___ Page

When I then indicate to them that I have no intention of selling, I’d get – more often than not – a very surprised look that’s accompanied by another question: “If you do not sell, how do you realise your gains?”

I believe, in that question, lies the fundamental issue: There is a difference between the way each individual views their investments.

From the above example, it’s easy to conclude that most of the people I’ve spoken to view their investments as a way to make money. But, I see my investments as a way for me to store my wealth and there is a subtle difference between the two.

If you view your investments as just a means to add to your cash holdings, then there’s likely to be a constant strong urge to convert those investments into cash in order for them to be considered a “gain”. However, if you see your investments as an integrated part of your wealth (like I do), then it really does not matter if your assets are kept in cash, or shares, or any other type of investment vehicle.

______
___ Data section

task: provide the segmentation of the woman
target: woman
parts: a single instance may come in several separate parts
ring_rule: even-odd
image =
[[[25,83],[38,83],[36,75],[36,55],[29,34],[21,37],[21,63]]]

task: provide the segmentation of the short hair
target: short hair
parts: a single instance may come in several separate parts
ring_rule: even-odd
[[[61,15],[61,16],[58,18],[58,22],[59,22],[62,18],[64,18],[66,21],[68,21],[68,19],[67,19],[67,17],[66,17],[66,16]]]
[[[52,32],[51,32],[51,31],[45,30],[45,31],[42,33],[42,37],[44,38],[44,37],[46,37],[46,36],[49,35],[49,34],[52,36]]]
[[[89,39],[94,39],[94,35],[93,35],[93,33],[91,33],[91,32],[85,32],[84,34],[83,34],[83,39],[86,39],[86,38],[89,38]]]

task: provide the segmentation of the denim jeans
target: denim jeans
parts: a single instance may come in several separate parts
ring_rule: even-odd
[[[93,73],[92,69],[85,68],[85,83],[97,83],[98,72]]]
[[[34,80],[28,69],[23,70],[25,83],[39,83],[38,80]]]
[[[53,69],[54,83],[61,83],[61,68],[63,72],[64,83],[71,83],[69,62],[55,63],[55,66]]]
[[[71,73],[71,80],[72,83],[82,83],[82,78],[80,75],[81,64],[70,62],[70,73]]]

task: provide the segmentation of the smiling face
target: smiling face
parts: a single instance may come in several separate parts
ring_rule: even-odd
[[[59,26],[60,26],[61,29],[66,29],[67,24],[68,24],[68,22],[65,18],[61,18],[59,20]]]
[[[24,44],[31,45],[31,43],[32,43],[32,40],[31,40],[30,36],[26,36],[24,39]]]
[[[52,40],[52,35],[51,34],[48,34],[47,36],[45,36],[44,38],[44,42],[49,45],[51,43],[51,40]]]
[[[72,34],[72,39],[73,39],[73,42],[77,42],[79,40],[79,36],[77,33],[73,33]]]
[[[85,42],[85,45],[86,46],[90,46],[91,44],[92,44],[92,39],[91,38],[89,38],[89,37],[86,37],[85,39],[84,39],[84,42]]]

______

» Written instruction: Resume the passage on treating investments as stored wealth rather than a way to make money, beginning after its final sentence.

» Task response:
Looking at your investments as a part of your wealth

So, if you view your investments as part of your total wealth, you should be thinking of each asset class as an alternative to another. For instance, before you sell an investment today and keep the proceeds as cash, you should have thought of the following first: Do you believe that the interest rate you can earn on the cash is going to outperform the future gains on that investment?

When Should You Sell

A dear friend once told me that throughout his years of investing, he has never sold a single share. That is quite an amazing feat and I wished I could say the same for myself.

However, I personally have sold many investments I’ve made and here are some of the main reasons why I did so:

1. Needs and wants

My investments (such as the shares I own) are part of my wealth and if I needed the money for something more important, then it is an absolutely clear reason for me to liquidate some of my wealth for that.

In fact, I did just that when I asked the girl of my dreams to marry me.

2. Event-driven investments

I started out investing based on what Warren Buffett describes as “cigar butt” investing. That is a style of investing that involves looking at companies that are undesired by the market but might still have some value left.

Most of such companies are not market leaders in their industry and would also likely not have strong potential for any future growth. However, such companies might still be good investments if  (1) their business is currently in a turnaround situation and/or (2) a certain event plays out for them.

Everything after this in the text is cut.